Required action
The records below should be copied in full, exactly as shown.

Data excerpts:
───
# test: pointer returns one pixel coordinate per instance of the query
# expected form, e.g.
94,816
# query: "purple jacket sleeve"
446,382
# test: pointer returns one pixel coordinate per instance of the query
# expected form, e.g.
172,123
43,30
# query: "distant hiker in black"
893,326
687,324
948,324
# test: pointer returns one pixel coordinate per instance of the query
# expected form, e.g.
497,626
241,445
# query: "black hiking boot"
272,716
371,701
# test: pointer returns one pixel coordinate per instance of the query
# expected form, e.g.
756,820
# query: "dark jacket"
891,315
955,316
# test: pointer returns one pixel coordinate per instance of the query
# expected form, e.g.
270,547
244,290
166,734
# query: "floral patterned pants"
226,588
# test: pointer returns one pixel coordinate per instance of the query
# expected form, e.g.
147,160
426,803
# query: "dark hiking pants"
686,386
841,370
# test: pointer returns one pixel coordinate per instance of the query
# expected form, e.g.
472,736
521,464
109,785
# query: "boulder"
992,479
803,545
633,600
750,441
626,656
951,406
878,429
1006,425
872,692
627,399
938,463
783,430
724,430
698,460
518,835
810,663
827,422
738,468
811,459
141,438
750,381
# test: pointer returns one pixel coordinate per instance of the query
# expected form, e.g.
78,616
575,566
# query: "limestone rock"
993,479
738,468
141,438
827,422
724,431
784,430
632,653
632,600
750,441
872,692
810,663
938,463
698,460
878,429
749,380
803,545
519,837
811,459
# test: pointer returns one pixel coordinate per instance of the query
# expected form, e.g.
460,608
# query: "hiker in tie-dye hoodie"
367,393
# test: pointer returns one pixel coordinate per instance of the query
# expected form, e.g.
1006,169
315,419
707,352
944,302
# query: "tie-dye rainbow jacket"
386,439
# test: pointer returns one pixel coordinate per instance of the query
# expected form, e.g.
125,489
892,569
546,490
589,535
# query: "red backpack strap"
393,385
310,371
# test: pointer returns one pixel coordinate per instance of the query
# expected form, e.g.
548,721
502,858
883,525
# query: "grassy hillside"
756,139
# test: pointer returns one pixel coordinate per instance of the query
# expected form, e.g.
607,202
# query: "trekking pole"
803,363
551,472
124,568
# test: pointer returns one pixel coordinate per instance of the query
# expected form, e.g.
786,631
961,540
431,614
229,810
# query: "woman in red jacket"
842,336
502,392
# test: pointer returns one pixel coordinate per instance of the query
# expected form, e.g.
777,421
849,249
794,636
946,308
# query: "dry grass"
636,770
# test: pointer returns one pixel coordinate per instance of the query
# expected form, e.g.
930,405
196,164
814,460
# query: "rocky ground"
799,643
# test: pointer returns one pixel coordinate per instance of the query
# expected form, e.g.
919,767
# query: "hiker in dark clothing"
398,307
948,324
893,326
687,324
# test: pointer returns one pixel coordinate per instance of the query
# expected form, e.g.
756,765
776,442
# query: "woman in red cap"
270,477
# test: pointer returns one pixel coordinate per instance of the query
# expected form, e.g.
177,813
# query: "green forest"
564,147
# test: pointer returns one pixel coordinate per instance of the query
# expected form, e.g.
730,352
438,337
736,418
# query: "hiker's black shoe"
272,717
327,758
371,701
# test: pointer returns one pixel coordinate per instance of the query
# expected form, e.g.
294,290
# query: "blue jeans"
───
Task solution
# test: pointer returns one pixel coordinate per instance of the query
# expected form, e.g.
94,816
# query: "purple jacket sleeve"
446,382
# test: pointer returns one pixel coordinate per instance of the query
# expected form, e.g.
172,123
43,30
# query: "distant hiker in black"
893,326
687,324
948,324
# test: pointer returns one pixel coordinate per instance of the query
# expected form, e.g.
497,626
241,445
# query: "black hiking boot"
272,716
371,701
# test: pointer returns one pixel coordinate per instance of the query
# expected form, e.g.
756,820
# query: "dark jacket"
891,315
955,316
# test: pointer returns one pixel coordinate per instance of the query
# expected form, e.g.
270,547
244,290
166,734
# query: "floral patterned pants"
226,588
# test: pointer returns one pixel coordinate per instance of the query
# expected form, e.g.
147,160
426,803
# query: "dark hiking pants"
686,386
841,370
# test: pointer returns one pixel coordinate per instance of the query
# expected form, e.g.
472,736
521,464
109,785
# query: "boulder"
992,479
803,545
633,600
750,441
626,656
951,406
878,429
1006,425
872,692
627,399
938,463
783,430
724,430
698,460
518,835
810,663
827,422
738,468
811,459
141,438
750,381
# test: pointer returns one pixel coordinate per instance of the query
# expected form, e.g.
78,616
575,566
# query: "limestone rock"
993,479
738,468
141,438
827,422
724,431
784,430
632,653
632,600
750,441
872,692
810,663
938,463
698,460
878,429
749,380
803,545
519,837
811,459
# test: pointer returns one pixel coordinate per instance of the query
# expected form, e.g.
460,608
# query: "hiker in tie-dye hoodie"
367,393
# test: pointer returns one pixel coordinate per instance of the query
# expected form, e.g.
1006,169
315,419
707,352
944,302
# query: "tie-dye rainbow jacket"
386,439
# test: pointer returns one pixel coordinate per instance of the query
# expected form, e.g.
125,489
892,569
546,490
589,535
# query: "red backpack strap"
393,385
310,371
# test: pointer returns one pixel coordinate per instance of the query
# expected form, e.g.
548,721
502,858
883,525
# query: "grassy hillside"
756,139
# test: pointer returns one pixel coordinate per instance of the query
# expected form, e.g.
607,202
# query: "trekking pole"
803,363
551,472
124,568
# test: pointer returns one pixel coordinate per instance of the query
# expected form, e.g.
786,631
961,540
431,614
229,810
# query: "woman in red jacket"
842,336
502,392
# test: pointer returns one pixel coordinate per instance of the query
# expected form, e.g.
777,421
849,249
794,636
946,308
# query: "dry grass"
636,770
# test: pointer returns one pixel coordinate per instance of the query
# expected form, e.g.
930,405
196,164
814,460
# query: "rocky ground"
799,643
# test: pointer returns one pixel coordinate per instance of the query
# expected form, e.g.
919,767
# query: "hiker in dark clothing"
398,307
948,324
893,326
687,324
# test: pointer returns one pixel coordinate per instance of the query
# expected form, e.g.
756,765
776,442
# query: "woman in red cap"
270,477
# test: pointer returns one pixel coordinate per instance of the query
# expected form, e.g.
177,813
# query: "green forest"
564,147
# test: pointer returns one pixel coordinate per instance of the query
# expected form, e.g.
730,352
438,337
736,418
# query: "hiker's black shoe"
272,717
327,758
371,701
# test: pointer returns one pixel coordinate per instance of the query
# expected form, e.g.
294,290
# query: "blue jeans"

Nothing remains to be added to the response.